[Material for this task]

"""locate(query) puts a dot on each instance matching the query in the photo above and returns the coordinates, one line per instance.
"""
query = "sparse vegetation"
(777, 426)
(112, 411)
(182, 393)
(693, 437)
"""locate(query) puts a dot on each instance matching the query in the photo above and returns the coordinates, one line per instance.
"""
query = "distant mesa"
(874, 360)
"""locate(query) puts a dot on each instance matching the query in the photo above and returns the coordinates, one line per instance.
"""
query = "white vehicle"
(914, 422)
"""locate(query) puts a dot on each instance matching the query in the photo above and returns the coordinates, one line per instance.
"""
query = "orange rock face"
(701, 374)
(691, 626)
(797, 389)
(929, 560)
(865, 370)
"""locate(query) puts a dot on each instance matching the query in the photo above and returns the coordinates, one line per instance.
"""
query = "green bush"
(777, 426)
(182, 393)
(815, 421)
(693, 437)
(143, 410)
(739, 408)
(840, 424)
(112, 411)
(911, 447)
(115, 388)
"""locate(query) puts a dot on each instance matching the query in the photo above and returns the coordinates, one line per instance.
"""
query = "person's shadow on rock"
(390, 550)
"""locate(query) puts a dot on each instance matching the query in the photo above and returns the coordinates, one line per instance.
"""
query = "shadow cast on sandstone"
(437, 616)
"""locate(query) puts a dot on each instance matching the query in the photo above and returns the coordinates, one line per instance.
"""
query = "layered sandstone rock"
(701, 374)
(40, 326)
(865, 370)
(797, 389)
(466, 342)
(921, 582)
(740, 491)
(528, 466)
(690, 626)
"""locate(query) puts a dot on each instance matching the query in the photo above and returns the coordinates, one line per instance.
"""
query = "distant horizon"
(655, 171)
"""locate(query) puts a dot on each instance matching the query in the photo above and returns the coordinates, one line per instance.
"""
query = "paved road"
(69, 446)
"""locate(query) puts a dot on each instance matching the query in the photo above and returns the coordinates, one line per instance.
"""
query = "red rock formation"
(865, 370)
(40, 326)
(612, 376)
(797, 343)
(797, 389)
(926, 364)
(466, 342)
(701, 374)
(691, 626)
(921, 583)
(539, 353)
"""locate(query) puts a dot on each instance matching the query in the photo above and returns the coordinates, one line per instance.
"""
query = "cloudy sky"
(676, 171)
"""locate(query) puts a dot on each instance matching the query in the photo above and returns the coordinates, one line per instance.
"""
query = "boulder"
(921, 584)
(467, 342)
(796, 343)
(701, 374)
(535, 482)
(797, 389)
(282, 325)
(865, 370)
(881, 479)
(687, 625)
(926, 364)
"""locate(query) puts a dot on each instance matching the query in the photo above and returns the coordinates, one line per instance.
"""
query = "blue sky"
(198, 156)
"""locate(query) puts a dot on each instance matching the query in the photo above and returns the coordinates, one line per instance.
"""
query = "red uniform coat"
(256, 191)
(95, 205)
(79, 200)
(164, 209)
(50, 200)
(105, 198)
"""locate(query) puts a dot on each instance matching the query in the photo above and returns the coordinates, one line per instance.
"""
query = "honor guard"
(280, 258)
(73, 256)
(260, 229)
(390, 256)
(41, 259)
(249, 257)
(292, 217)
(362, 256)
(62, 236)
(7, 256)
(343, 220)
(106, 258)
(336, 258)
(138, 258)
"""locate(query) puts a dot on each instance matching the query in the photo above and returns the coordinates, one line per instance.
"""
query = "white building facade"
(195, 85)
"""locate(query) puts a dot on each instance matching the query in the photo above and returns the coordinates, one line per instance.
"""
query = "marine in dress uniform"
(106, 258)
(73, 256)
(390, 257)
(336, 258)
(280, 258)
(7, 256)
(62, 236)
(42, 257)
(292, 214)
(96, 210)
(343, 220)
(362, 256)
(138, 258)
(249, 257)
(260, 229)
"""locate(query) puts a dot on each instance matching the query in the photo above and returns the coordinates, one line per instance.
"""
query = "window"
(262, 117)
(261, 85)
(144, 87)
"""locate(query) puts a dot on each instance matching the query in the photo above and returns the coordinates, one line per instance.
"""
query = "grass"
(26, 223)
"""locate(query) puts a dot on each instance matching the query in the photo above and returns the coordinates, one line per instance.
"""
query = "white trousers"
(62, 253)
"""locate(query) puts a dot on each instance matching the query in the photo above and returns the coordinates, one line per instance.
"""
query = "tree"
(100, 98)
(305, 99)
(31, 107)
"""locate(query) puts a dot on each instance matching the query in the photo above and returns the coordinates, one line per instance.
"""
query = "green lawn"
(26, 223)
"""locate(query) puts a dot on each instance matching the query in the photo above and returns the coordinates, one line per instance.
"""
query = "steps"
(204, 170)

[/Material for this task]

--- Assignment ---
Print every record exactly, so that each word matches what is written above.

--- Finished exercise ---
"""locate(query) puts a dot on each instance matching the query in the photo above and returns the coordinates, one line per instance.
"""
query = "sparse vegetation"
(777, 426)
(112, 411)
(182, 393)
(693, 437)
"""locate(query) puts a dot on each instance matching the query in the photo above and returns the coordinates, one line per instance.
"""
query = "distant mesa"
(874, 360)
"""locate(query) puts a dot on each instance matching the query in the photo above and returns the coordinates, one line per instance.
"""
query = "white vehicle"
(914, 422)
"""locate(query) puts a dot on each instance matching the query in the photo above and returns the coordinates, one line per instance.
"""
query = "orange rock face"
(701, 374)
(691, 626)
(797, 389)
(929, 560)
(865, 370)
"""locate(query) puts a dot on each instance matching the query in the photo above and returns the coordinates, one line per instance.
"""
query = "green bush"
(777, 426)
(182, 393)
(815, 421)
(693, 437)
(143, 410)
(739, 408)
(840, 424)
(112, 411)
(911, 447)
(115, 388)
"""locate(query) puts a dot on each instance matching the query in the photo above and returns the coordinates, one line per instance.
"""
query = "person's shadow on rock"
(390, 550)
"""locate(query) puts a dot on each instance matching the query in the photo above and returns the coordinates, one line per instance.
"""
query = "shadow cast on sandstone"
(437, 616)
"""locate(query) puts a dot on each instance matching the query in the photo above and returns the coordinates, one line per instance.
"""
query = "layered sandstone rock"
(701, 374)
(40, 326)
(865, 370)
(797, 389)
(466, 342)
(921, 582)
(740, 491)
(528, 466)
(690, 626)
"""locate(query) puts a dot on each instance matching the query in the photo above and returns the coordinates, one line per instance.
"""
query = "distant horizon"
(655, 171)
"""locate(query) puts a dot on each instance matching the query in the photo above and returns the coordinates, one line per instance.
"""
query = "paved road"
(69, 446)
"""locate(query) puts a dot on each instance matching the query in the photo above and returns the coordinates, one line per instance.
"""
query = "red rock formation"
(865, 370)
(40, 326)
(612, 376)
(797, 343)
(797, 389)
(926, 364)
(466, 342)
(701, 374)
(691, 626)
(921, 583)
(539, 353)
"""locate(query) puts a dot on each instance matching the query in the photo above and returns the coordinates, one line per instance.
"""
query = "cloudy sky"
(676, 171)
"""locate(query) puts a dot on each instance matching the query in the photo above and returns the coordinates, one line per instance.
"""
query = "boulder"
(921, 584)
(467, 342)
(796, 343)
(701, 374)
(535, 482)
(797, 389)
(282, 325)
(865, 370)
(881, 479)
(687, 625)
(926, 364)
"""locate(query) puts a dot on each instance matching the query in the photo above and returns the coordinates, one line per instance.
"""
query = "blue sky"
(198, 156)
"""locate(query) puts a dot on each instance matching the query in the photo above and returns the coordinates, one line per instance.
"""
query = "red uniform coat"
(256, 191)
(95, 205)
(79, 200)
(164, 209)
(50, 200)
(105, 198)
"""locate(query) puts a dot on each instance matching the query in the photo above and returns the coordinates, one line per instance.
"""
query = "honor guard"
(280, 258)
(73, 256)
(260, 229)
(390, 256)
(41, 259)
(249, 257)
(292, 217)
(362, 256)
(62, 236)
(7, 256)
(343, 220)
(106, 258)
(336, 258)
(138, 258)
"""locate(query) puts a dot on each instance matching the query in the photo above and returns the coordinates, one line per instance.
"""
query = "white building facade"
(195, 85)
"""locate(query) puts a dot on each instance matching the query in the photo above and returns the coordinates, one line per instance.
"""
query = "marine in dress uniform"
(106, 258)
(73, 256)
(390, 257)
(336, 258)
(280, 258)
(7, 256)
(62, 236)
(42, 257)
(292, 214)
(96, 210)
(343, 220)
(362, 256)
(138, 258)
(249, 257)
(260, 229)
"""locate(query) puts a dot on each instance matching the query in the photo above and returns the coordinates, one line per instance.
"""
query = "window"
(262, 117)
(261, 85)
(144, 87)
"""locate(query) puts a dot on each instance matching the query in the photo above and returns the coordinates, one line per instance.
"""
query = "grass"
(26, 223)
"""locate(query) puts a dot on each instance matching the query in the photo above and returns the coordinates, one line per instance.
"""
query = "white trousers"
(62, 253)
"""locate(query) puts a dot on each instance matching the query in the photo above and returns the coordinates, one line per instance.
"""
query = "tree"
(100, 98)
(305, 99)
(31, 107)
"""locate(query) puts a dot on each instance matching the query in the photo above and returns the coordinates, one line per instance.
"""
query = "green lawn"
(26, 223)
"""locate(query) puts a dot on each instance matching the query in the photo above and returns the coordinates, one line per instance.
"""
query = "steps"
(204, 170)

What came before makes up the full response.